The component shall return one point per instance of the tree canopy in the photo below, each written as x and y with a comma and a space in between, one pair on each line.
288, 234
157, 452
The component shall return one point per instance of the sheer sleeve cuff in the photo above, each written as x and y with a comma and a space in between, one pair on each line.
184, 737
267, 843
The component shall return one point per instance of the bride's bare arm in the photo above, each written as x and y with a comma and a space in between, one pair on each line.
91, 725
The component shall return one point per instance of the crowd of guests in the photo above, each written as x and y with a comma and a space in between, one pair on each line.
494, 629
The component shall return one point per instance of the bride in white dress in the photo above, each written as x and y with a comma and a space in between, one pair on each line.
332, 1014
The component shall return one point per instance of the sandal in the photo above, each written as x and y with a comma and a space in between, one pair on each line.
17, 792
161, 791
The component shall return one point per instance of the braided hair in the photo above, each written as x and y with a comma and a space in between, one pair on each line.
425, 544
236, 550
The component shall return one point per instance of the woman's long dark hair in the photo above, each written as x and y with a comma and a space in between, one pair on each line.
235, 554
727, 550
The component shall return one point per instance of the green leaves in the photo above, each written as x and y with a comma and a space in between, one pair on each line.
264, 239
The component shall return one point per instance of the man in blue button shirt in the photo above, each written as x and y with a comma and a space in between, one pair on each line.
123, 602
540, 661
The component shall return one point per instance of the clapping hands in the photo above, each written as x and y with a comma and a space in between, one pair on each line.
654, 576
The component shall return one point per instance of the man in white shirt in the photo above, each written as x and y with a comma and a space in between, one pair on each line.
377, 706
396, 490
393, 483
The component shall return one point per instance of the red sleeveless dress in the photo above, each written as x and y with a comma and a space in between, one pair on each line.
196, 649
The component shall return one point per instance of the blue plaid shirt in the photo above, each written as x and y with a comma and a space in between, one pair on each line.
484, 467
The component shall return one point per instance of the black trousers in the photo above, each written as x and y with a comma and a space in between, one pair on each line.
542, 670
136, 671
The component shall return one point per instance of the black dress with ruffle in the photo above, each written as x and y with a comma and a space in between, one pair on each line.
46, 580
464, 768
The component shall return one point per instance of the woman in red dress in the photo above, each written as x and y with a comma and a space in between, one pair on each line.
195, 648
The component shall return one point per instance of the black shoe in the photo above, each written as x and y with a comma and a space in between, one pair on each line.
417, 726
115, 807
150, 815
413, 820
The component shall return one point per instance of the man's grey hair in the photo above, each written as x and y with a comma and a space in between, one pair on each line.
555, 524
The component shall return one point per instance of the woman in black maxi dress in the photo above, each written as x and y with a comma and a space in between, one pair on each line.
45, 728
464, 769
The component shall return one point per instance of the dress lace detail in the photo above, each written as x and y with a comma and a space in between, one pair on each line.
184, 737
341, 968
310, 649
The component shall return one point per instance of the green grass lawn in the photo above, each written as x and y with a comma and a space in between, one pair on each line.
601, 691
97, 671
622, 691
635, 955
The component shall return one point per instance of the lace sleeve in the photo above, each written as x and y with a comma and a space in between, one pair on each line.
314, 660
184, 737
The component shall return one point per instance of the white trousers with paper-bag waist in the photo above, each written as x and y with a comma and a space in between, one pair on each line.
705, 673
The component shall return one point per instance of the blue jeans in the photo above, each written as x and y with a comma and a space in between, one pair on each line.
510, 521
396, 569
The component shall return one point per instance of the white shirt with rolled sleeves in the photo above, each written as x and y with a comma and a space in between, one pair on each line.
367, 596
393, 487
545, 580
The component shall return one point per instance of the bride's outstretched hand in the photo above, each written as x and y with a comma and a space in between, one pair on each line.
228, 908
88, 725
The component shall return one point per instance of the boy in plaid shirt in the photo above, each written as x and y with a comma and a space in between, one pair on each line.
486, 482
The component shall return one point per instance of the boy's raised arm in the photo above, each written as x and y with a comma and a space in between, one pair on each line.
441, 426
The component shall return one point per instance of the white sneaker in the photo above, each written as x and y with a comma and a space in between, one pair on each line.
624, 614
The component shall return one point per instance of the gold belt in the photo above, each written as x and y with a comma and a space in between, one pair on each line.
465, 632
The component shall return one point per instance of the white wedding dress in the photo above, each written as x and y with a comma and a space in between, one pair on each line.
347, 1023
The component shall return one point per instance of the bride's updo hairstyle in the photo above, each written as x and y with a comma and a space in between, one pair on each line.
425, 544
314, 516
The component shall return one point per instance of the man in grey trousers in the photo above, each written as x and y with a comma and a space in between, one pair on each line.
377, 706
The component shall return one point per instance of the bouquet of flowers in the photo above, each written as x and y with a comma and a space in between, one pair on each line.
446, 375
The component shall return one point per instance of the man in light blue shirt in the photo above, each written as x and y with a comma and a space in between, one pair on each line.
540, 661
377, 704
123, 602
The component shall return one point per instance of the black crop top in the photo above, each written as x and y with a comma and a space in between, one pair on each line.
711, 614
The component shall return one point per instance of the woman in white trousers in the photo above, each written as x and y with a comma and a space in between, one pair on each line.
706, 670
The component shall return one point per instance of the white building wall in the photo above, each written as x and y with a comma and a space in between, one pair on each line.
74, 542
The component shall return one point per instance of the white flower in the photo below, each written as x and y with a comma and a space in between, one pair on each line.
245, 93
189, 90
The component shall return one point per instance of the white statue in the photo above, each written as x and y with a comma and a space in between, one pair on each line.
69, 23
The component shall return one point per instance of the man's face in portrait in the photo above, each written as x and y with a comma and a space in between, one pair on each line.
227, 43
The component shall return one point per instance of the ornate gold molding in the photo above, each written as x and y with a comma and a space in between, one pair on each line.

============

TASK STATEMENT | Repeat the entries shown above, every one, word for word.

REPLY |
The component shall return one point per instance of the tree canopy in the photo below, each written as x and y with a comma and a space in between, one pair on each line.
288, 234
157, 452
The component shall return one point per instance of the sheer sleeve cuff in the photo above, each written as x and y with a comma and a space in between, one pair on each line.
184, 737
267, 843
The component shall return one point per instance of the bride's bare arm in the photo above, each written as x and y with a comma and a space in between, one pair on each line.
91, 725
The component shall return one point per instance of the crowd of guests in the photo above, each written as x and y with a comma and a space in between, one pair on each line.
494, 629
The component shall return one point per instance of the bride in white dress in the photo above, each written as x and y with a comma and a space in between, one pair on each line.
332, 1014
The component shall return one point per instance of the sandal in the photo above, each written as x and y with a comma and a space in between, one pair on each line.
17, 792
161, 791
The component shall return one point per instance of the braided hair in the photo above, each written as x and y with a comma and a space in between, one pair on each line.
425, 544
236, 550
The component shall return one point per instance of the woman's long dark hair in the photo above, each written as x and y with a comma and a space in between, one pair on each line.
235, 554
727, 550
The component shall return one point per instance of the green leaves in the photo above, each written as x and y with a comma and a space in between, one pair on each line.
264, 239
The component shall return one point per instance of the man in blue button shirt in the photo above, each written as x and y with a comma and a space in between, one pair on each line.
123, 602
540, 661
The component shall return one point per instance of the clapping hands in the photo above, each written as x and y with a comma and a space in between, one pair on each line.
654, 576
The component shall return one point per instance of the man in white shirt in the photo above, each written as x and y with a comma and a space in between, one pair on each line.
377, 706
396, 490
393, 483
The component shall return one point per instance of the red sleeveless dress in the photo above, each written as x and y with a comma and a space in between, one pair on each line.
196, 649
The component shall return one point per instance of the blue plaid shirt in the photo above, each written as x and y with a comma and a space in between, one pair on each line.
484, 467
The component shall return one point per instance of the black trousers in the photo above, each written as x and y with a comma and a space in between, one pair on each line.
542, 670
136, 671
The component shall return one point per instance of the black dress with ruffle in the photo above, each written as x and y with a comma and a space in between, one pair on each line.
46, 580
464, 768
The component shall return one point per instance of the woman in red dress in the photo above, each written as x and y with a comma and a space in between, one pair on each line.
195, 648
The component shall return one point per instance of the black shoe in the photo above, each written as x and y with a comma and a space in between, one pair on each line.
417, 726
115, 807
150, 815
413, 820
The component shall return one point per instance of the man's grey hair in the photo above, each written as x and y with a comma and a space in between, one pair on each line.
555, 524
The component shall return one point per instance of the woman in black maxi dress in the photo above, each written as x and y with a comma and a space in between, one pair on each line.
45, 728
464, 769
The component shall return one point per instance of the dress lace detail in the photo above, each written as x and y with a comma and a space in between, one pair on each line.
184, 737
341, 968
310, 649
The component shall return one point per instance of the green grass lawn in the photo above, each written as x and y with a comma and a space in between, one pair on each line.
601, 691
97, 671
622, 691
635, 955
The component shall return one point per instance of the lace sleeve in the photo above, each written as x and y with a comma and a space in between, one pair on each line.
314, 660
184, 737
The component shall return one point per instance of the white trousers with paper-bag waist in the photo above, each written as x and y with a comma and a space in between, one pair on each line.
705, 673
The component shall return one point per instance of the blue jeans in the photo above, each written as x and y with a comma and a space in between, one pair on each line.
510, 521
396, 569
The component shall return one point per instance of the white shirt with rolled sleeves in the photo above, each written as x and y with a comma and a space in between, one pair on each line.
367, 596
393, 487
545, 580
The component shall return one point per instance of the bride's outstretched hand in the photo above, each written as x and y with a comma and a space in between, one pair on each line.
228, 908
88, 725
The component shall return one point per instance of the boy in plaid shirt in the photo above, each written as x and y with a comma and a space in between, one pair on each line.
486, 482
The component shall return one point per instance of the boy's raised arm in the photo above, each written as x and y with a comma and a space in between, one pair on each line.
441, 426
The component shall return one point per instance of the white sneaker in the photo above, each written as x and y with a comma and a space in between, one pair on each line.
624, 614
The component shall return one point per instance of the gold belt in the photo above, each written as x and y with a comma and a space in between, one pair on each line.
465, 632
The component shall return one point per instance of the white wedding dress in the photo above, each written as x and y with a comma and a space in between, one pair on each line.
347, 1023
The component shall return one point per instance of the bride's updo hairstyle in the photo above, each written as x and y with a comma and a space in between, one pair on each line.
425, 544
314, 516
The component shall return one point per instance of the man in grey trousers in the photo above, each written as x and y with a comma and a space in between, one pair on each line.
377, 706
The component shall return one point per instance of the bouquet of flowers in the photo above, each written as x and y with a comma and a space in between, one pair on each line.
446, 375
The component shall return one point per instance of the man in light blue shirt in the photo above, each written as x and y with a comma and a space in between, one pair on each line.
540, 661
377, 704
123, 602
The component shall return one point per instance of the black crop top in the photo above, each written as x and y with a comma and a space in between, one pair on each line.
711, 614
The component shall return one point per instance of the woman in white trousers in the photo above, each written as x and y with a comma and a space in between, one pair on each line.
706, 670
The component shall return one point per instance of the white building wall in the photo above, each written as x and y with a comma and a space in between, one pair on each line.
74, 542
The component shall return one point per instance of the white flower in the photo below, each written as x and y with a comma and a space in between, one pair on each line.
245, 93
189, 90
The component shall return one point per instance of the white statue in the photo above, each written as x and y with a comma and a space in between, one pair on each line.
69, 23
The component shall return one point per instance of the man's face in portrait in the photo above, each written as x and y with a comma and a space in between, one pair on each line.
227, 43
The component shall return one point per instance of the ornate gold molding in the photo above, each written as x and y with a comma and a space in between, one pair on each line.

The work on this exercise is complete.